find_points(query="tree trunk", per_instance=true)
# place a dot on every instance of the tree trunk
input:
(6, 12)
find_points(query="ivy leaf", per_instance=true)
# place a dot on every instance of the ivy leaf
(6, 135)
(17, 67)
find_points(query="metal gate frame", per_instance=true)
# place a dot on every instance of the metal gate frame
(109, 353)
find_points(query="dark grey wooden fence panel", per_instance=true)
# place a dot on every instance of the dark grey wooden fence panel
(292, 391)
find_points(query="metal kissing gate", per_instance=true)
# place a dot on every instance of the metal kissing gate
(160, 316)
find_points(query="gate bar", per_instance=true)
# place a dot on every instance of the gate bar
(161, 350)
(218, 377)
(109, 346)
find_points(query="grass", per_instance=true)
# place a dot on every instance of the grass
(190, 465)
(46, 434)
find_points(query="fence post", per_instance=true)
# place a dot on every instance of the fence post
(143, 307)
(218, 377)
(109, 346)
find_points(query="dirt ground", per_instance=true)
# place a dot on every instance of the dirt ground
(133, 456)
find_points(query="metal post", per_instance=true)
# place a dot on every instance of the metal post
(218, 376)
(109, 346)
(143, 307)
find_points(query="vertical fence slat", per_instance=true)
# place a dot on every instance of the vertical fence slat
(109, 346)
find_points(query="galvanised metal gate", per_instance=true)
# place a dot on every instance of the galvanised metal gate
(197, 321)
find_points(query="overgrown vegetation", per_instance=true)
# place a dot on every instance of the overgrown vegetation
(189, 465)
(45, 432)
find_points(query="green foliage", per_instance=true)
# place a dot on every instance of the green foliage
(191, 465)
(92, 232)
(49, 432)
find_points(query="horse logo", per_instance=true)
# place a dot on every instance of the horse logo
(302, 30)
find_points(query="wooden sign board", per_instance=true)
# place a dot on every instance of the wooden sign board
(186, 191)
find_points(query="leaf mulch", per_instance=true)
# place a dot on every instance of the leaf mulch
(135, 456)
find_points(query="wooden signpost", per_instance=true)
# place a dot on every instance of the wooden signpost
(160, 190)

────────────────────

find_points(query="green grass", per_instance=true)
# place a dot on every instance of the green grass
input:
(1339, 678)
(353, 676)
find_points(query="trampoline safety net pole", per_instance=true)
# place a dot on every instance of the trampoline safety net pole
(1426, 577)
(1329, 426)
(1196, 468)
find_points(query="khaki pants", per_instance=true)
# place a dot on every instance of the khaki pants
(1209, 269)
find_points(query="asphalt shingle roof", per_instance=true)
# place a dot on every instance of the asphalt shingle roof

────────────────────

→ Problem details
How many of the rows above contain the string "grass", with case counting? Reply with the number alone.

→ Response
4